**AIM 1:** Extract from the records every line that contains the string "suit", treating uppercase and lowercase letters as distinct.

[start of PASSAGE TO READ]

Visualization Two: Taxi Demand and Average Trip Cost
Organizing Data Before Charting
daily_summary <- taxi_time |>
# Sorting by date
group_by(PU_date) |>
# Getting the averages
summarize(trip_count = n(), avg_total_amount = mean(total_amount, na.rm = TRUE)) |>
mutate(PU_date = as.Date(PU_date))Highcharter: Trips and Cost
highchart() |>
# Since I am using two Y axis, I had to research how to add the second one. I found this website where I got "yAxis = 0","yAxis = 1", "hc_yAxis_multiples", and "opposite = FALSE" from. This allowd me to add a second Axis and its title.
# Source: https://stackoverflow.com/questions/40084416/two-y-axis-in-highcharter-in-r
# Left axis: Total Trips
hc_add_series(data = daily_summary,
type = "column",
name = "Number of Trips",
hcaes(x = PU_date,
y = trip_count),
yAxis = 0,
colorByPoint = TRUE) |> # Wanted to color the bars by day. Found this line on https://api.highcharts.com/highcharts/plotOptions.column.colorByPoint
# Right Axis: Trip Cost
hc_add_series(data = daily_summary,
type = "line",
name = "Average Trip Cost ($)",
hcaes(x = PU_date,
y = avg_total_amount),
yAxis = 1) |>
# Text Inputs
hc_title(text = "Daily Taxi Demand and Average Trip Cost (Jan, 2025)") |>
hc_subtitle(text = "Bars show total trips per day and line shows average cost per trip. | Red colors = Weekend Days") |>
hc_xAxis(title = list(text = "Date of Trip"),type = "datetime") |>
hc_yAxis_multiples(
list(title = list(text = "Number of Taxi Trips"), opposite = FALSE),
list(title = list(text = "Average Total Trip Cost ($)"), opposite = TRUE)) |>
hc_caption(text = "Source: NYC Taxi and Limousine Commission Yellow Taxi Trip Records") |>
hc_colors(c("#0e4c6d","#03324e","#01263d","#ef4043","#be1e2d","#c43240","#72bad5")) |>
# Tool tip
hc_tooltip(
shared = FALSE,
pointFormat = paste(
"Total Trips: {point.trip_count} <br>",
"Avg Cost: ${point.avg_total_amount} <br>")) |>
hc_add_theme(hc_theme_economist())Explanation
My second visualization uses Highcharter to provide interactivity to show two daily patterns throughout the month of Jan, 2025. The bar shows the total number of taxi trips per day which represent the demand for taxis and the line shows the average cost of trip per day which represents pricing amounts. When looking at the bar and the line, you can tell what days have higher average trip costs and the demand for taxis. I color coded the days and specifically made Fri-Sun red colored to see if there is a trend of higher trip costs for the trips or higher demand on weekends. Surprisingly, I noticed that Friday and Saturday did have higher amount of trips but Thursdays specifically had the highest amounts throughout the entire month. Even the most amount of trips on one day was on Thurs, Jan16 with 108k+ trips on a single day. While the lowest amount of trips on one day was Mon, Jan 20 with 64k trips yet had the highest average trip cost at about $30.
Conclusion
For this project, I was able to explore how trip variables influence taxi pricing and how demand changed across a typical month. By cleaning the data, I was able to analyze trends and patterns based on the day and distance. The regression results show that trip distance and tip amount are the strongest predictors of total trip cost which makes sense given how taxi fares are structures. Payment type and passenger count also played a role into the total trip cost but their effects was smaller compared to distance and tipping.

[end of PASSAGE TO READ]
[start of THE DATA]

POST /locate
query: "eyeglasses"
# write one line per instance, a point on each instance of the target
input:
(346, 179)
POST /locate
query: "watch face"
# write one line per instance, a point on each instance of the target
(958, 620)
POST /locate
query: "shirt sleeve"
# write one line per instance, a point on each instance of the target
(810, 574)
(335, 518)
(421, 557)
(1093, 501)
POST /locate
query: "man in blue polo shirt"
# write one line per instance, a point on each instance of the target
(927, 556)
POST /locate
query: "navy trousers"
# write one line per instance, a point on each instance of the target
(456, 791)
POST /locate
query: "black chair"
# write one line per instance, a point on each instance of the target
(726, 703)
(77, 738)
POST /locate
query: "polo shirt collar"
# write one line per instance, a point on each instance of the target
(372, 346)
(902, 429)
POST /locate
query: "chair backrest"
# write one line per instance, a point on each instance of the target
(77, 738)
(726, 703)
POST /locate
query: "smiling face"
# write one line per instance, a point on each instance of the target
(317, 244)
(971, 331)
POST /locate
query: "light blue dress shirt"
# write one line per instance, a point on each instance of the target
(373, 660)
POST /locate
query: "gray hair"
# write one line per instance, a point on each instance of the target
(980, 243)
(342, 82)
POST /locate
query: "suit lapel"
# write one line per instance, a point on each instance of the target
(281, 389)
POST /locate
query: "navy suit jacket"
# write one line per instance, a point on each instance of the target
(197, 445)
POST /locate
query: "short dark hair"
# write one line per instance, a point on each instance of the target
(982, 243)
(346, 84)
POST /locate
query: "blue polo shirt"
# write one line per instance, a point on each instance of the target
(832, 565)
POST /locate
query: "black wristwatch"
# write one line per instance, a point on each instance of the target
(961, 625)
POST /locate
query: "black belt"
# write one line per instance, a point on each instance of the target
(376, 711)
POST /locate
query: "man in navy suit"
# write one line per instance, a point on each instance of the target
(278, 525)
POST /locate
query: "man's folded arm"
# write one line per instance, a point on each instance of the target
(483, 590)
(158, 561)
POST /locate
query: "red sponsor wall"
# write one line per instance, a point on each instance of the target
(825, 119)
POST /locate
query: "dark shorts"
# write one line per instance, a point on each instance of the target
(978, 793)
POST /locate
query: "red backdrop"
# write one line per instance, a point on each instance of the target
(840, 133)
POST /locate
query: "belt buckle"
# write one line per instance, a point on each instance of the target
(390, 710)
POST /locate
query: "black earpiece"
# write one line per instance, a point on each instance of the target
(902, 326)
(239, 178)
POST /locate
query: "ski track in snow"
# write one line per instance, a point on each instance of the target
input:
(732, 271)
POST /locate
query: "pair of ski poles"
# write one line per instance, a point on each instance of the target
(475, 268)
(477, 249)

[end of THE DATA]

**AIM 2:** Supply the next part of the taxi trip analysis text, beginning immediately after its final sentence.

**TASK OUTPUT 1:**
query: "suit lapel"
query: "navy suit jacket"
query: "man in navy suit"

**TASK OUTPUT 2:**
The first visualization focuses on individual trips and shows a clear relationship between distance and total cost. Separating the data by payment type helped me see if there are noticeable differences in how total costs are distributed. Since cash tips are not reported, I was able to tell how tips affected total cost vs when tips were not recorded. I also saw that there was way more credit card payments than there were cash payments.
The second visualization focuses on daily patterns by comparing the number of trips per day with average cost. The result suggested that higher demand does not automatically lead to higher average costs which was interesting because I expected busier days to be more expensive. I noticed that even though demand fluctuates throughout the month, the pricing stays relatively around 27 per trip.
There was a few things I wanted to focus on but I was either unable to figure it out or decided to go with another approach. I attempted to calculate the total time elapsed for each trip using pickup and dropoff times but it was more complex than I thought. I also planned to create a interactive map by matching taxi LocationIDs with geographic coordinates since they are listed as numerical. Though I was able to gather the Location ID to borough list, I was unable to merge the two datasets and change the borough to coordinates.
Bibliography
“TLC Trip Record Data.” www.NYC.gov, https://www.nyc.gov/site/tlc/about/tlc-trip-record-data.page. Accessed 10 Dec. 2025.
“Data Dictionary – Yellow Taxi Trip Records.” www.NYC.gov, https://www.nyc.gov/assets/tlc/downloads/pdf/data_dictionary_trip_records_yellow.pdf. Accessed 10 Dec. 2025.
“Highcharts Core API Option: Colorbypoint.” Highcharts, https://api.highcharts.com/highcharts/plotOptions.column.colorByPoint. Accessed 13 Dec. 2025.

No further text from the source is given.